=== FRAGMENTO DEL DOCUMENTO ===
☆ ☆ ☆ ☆ ☆

SEMIPRESIDENCIALISMO O SEMIPARLAMENTARISMO: ¿UNA ALTERNATIVA DE GOBERNABILIDAD PARA AMÉRICA LATINA?

CORPORACIÓN ESCENARIOS, Bogotá, Agosto 2004.


América Latina atraviesa por una de sus crisis más serias de gobernabilidad. Después de largos esfuerzos por redemocratizar sus sistemas políticos, la región se ve enfrentada a tres grandes amenazas a su estabilidad política: algunos riesgos derivados de fenómenos asociados con la globalización, como la corrupción, el narcotráfico, el terrorismo y el armamentismo; las tensiones y rupturas sociales resultantes de la crisis del modelo neoliberal de desarrollo y la propia incapacidad del sistema político vigente para enfrentar estas nuevas circunstancias. Partidos, congresos y gobiernos han sido desbordados por la realidad fáctica de protestas que han terminado por bloquear la democracia y demostrar que no es cierto que solo un poder fuerte en cabeza del Ejecutivo sirva para manejar situaciones de inequidad y ruptura, como las que se han visto recientemente en el escenario hemisférico. Está demostrado que los poderes propios de los regímenes presidencialistas vigentes en la región ayudan a manejar estas tensiones pero no consiguen solucionarlas.

El sistema representativo permitió en el siglo XIX estructurar una forma de acción política a partir de los partidos actuando como intermediarios entre las reclamaciones colectivas de cambio de la ciudadanía y el Estado; el “representativismo” hizo crisis al terminar el siglo XX como consecuencia del debilitamiento de los partidos, la transformación del Estado y la sustitución del concepto de “persona individual” por el de una sociedad civil constituida por una constelación de organizaciones no gubernamentales que, de cierta manera y sin asumir ninguna responsabilidad política, comenzaron a reemplazar los partidos en su función representativa de la ciudadanía.

☆ ☆ ☆ ☆ ☆

=== DATOS PROPORCIONADOS ===
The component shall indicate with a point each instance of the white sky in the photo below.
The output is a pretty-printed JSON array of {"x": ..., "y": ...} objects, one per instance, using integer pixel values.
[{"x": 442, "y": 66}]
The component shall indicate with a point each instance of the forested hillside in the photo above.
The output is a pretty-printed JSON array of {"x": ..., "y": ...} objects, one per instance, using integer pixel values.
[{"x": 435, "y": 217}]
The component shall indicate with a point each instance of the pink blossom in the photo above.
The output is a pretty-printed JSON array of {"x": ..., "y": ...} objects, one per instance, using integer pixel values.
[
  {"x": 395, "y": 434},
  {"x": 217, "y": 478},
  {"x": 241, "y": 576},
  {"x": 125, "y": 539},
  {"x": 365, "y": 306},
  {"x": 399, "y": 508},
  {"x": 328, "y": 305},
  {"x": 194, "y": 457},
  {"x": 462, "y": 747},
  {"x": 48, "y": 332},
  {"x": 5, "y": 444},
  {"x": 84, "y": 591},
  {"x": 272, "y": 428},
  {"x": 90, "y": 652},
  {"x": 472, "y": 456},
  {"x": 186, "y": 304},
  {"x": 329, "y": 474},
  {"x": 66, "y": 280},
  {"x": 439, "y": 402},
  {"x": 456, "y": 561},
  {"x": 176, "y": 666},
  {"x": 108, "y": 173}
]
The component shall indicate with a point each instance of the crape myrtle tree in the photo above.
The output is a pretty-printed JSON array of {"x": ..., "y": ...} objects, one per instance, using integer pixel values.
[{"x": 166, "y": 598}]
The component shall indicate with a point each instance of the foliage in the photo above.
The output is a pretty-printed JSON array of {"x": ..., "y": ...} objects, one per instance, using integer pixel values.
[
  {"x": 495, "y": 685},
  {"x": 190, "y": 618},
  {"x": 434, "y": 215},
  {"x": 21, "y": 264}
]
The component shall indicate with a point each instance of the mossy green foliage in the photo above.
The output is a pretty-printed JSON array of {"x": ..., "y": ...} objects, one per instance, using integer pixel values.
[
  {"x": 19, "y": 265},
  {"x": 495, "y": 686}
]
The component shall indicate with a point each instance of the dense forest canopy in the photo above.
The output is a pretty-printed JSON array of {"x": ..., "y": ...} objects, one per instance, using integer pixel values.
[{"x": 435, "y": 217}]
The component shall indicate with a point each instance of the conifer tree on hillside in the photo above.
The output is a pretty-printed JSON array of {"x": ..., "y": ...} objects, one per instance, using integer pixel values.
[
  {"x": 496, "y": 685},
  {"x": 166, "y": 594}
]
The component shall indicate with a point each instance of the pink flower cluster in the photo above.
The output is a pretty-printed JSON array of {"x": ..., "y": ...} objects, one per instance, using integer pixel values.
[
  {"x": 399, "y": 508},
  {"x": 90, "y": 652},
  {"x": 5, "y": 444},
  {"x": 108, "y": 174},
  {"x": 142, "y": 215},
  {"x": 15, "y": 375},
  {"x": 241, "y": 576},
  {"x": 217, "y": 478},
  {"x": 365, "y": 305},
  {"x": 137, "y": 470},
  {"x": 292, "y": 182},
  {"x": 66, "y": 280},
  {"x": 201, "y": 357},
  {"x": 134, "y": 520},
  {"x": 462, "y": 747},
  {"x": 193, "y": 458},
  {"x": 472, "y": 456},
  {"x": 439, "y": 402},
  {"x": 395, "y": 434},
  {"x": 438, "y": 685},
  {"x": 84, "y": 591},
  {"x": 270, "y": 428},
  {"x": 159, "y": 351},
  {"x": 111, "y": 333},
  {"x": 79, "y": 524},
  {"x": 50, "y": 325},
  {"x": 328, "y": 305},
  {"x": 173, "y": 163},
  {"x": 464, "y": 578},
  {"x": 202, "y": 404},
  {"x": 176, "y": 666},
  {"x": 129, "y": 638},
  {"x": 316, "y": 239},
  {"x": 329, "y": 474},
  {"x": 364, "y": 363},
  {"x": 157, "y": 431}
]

☆ ☆ ☆ ☆ ☆

=== TAREAS PENDIENTES ===
1 – Reproduce sin cambios el tramo del texto sobre la gobernabilidad en América Latina que va desde "El sistema representativo" hasta "de la ciudadanía.".
2 – Prolonga el texto sobre la gobernabilidad en América Latina a partir del punto en que termina.

=== RESPUESTAS ===
1 –
El sistema representativo permitió en el siglo XIX estructurar una forma de acción política a partir de los partidos actuando como intermediarios entre las reclamaciones colectivas de cambio de la ciudadanía y el Estado; el “representativismo” hizo crisis al terminar el siglo XX como consecuencia del debilitamiento de los partidos, la transformación del Estado y la sustitución del concepto de “persona individual” por el de una sociedad civil constituida por una constelación de organizaciones no gubernamentales que, de cierta manera y sin asumir ninguna responsabilidad política, comenzaron a reemplazar los partidos en su función representativa de la ciudadanía.

2 –
Así mismo, ha influido en este cuadro de crisis la desnaturalización del rol que se asignó desde entonces a cada rama del poder público; las funciones de cada una de ellas se han venido confundiendo, en desmedro del espacio asignado originalmente al poder legislativo. El Ejecutivo ha recibido facultades constitucionales o excepcionales para expedir normas, poderes reactivos para vetarlas y proactivos para proponerlas al
Congreso de manera excluyente y exclusiva. (Shugart, 1997). Al poder judicial, por su parte, dentro de las teorías modernas del “nuevo derecho”, se le han abierto caminos para crear normas en desarrollo de su función interpretativa del derecho. Solamente el poder legislativo ha sufrido mengua en sus atribuciones y responsabilidades. La crisis del sistema representativo, de la cual son una buena muestra los sistemas políticos latinoamericanos, es igualmente la crisis de la política, en un medio donde paradójicamente cada día hay más democracia y menos política.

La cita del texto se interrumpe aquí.